Türkiye’nin komşularının özgürlükçü olması tabi ki Türkiye’nin lehine olur. Bir ülkenin özgürlükçü ülkeler tarafından sarılmış olması, komşularının özgürlükçü ve demokrat olması daha iyidir şüphesiz. Beni dünyada özgürlük stoku artıyor mu o ilgilendirir.

Türk siyasetinin bugün geldiği noktayı nasıl görüyorsunuz?

“Türkiye yerinde debeleniyor”

Türk siyaseti değil de Türkiye demokrasisi diyelim. Tek partili dönemde de siyaset vardı ama demokrasi yoktu. Siyasetin olduğu her yerde demokrasi olması gerekmez. Böyle bir yanlış algı var. Bizi ilgilendiren demokratik siyasettir. Demokratik siyaset açısından Türkiye’nin ne durumda olduğu, Türkiye’ye nereden baktığınıza bağlıdır. Mesela Ortadoğu’dan bakarsanız Türkiye yıldız gibi görünüyor. İsviçre’den ve Almanya’dan bakarsanız Türkiye bayağı bir geri görünüyor. Kendi içinde bir tarihi değerlendirme yapacak olursanız, Türkiye ne yazık ki 1950’den bu yana çok mesafe alabilmiş değil. Türkiye uzaktan bakıldığında çok hareketli görünen bir ülke. Demokrasi açısından hareketli görünce de insanlar Türkiye’nin ileri doğru hareket ettiğini, ilerlediğini zannediyor. Hâlbuki Türkiye yerinde debelenen, yerinde sayan bir ülke. Çok hareketli ama yerinde sayıyor. Bir taraftan iyi, bir taraftan kötü şeyler var Türkiye’de. Bürokratik tahakkümün çözülmesi, demokratik bir Anayasa yapılması lazım Türkiye’de.

***

■ **Verilen Görev 1**:
Türkiye demokrasisine ilişkin metne göre aşağıdaki soruları yanıtlayınız:
(a) Komşuların özgürlükçü olması kimin lehinedir?
(b) Ortadoğu'dan bakıldığında Türkiye nasıl görünmektedir?
(c) Türkiye'de yapılması gereken iki şey nedir?
■ **Verilen Görev 2**:
Türkiye demokrasisine ilişkin metni kaldığı yerden devralıp sürdürünüz.

■ **Sağlanan Veriler**:

***

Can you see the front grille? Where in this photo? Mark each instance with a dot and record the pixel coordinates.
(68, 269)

***

■ **Yanıt 1**:
(a) Türkiye'nin lehinedir.
(b) Yıldız gibi görünmektedir.
(c) Bürokratik tahakkümün çözülmesi ve demokratik bir Anayasa yapılması.

■ **Yanıt 2**:
Sizce yapılacak yeni Anayasa nasıl olmalı? Nelere dikkat edilmeli?

“Anayasa liberal olmak zorundadır”

Aykırı fikirleri seslendirmek benim kaderim oldu. Öyle olmasını istediğim için değil aslında. Şimdi de tutturmuşlar Anayasa’nın ideolojisi olmaz diyorlar. Anayasa’nın ideolojisi olmaz lafı Anayasa’nın ideolojisinin liberalizm olması gerektiğini itiraf etmek istemeyen kimselerin yutturmacasıdır. Anayasa demek devleti sınırlandıracak bir yarı hukuki, yarı siyasi bir metin demektir. O zaman hangi ideolojiler devletin sınırlandırılmasını ister, hangileri istemez? O bakımdan bakmamız lazım. Liberalizm devlet ve iktidarın sınırlı olmasını ister. Anayasa liberal olmak zorundadır. Demokratik sistemin çatısını ancak liberal değerlerle ile çatabilirsiniz. Anayasa yapmak demek ülkeyi liberalleştirmek demektir.  Ülkenin liberalleşmesi demek onun anayasallaşması demektir.

Türkiye’ye Başkanlık sisteminin getirilmesi konuşuluyor. Başkanlık sistemi Türkiye’de uygulanabilir mi? Artı ve eksileri sizce neler olur?

“Başkanlık sisteminden önemli şeyler var”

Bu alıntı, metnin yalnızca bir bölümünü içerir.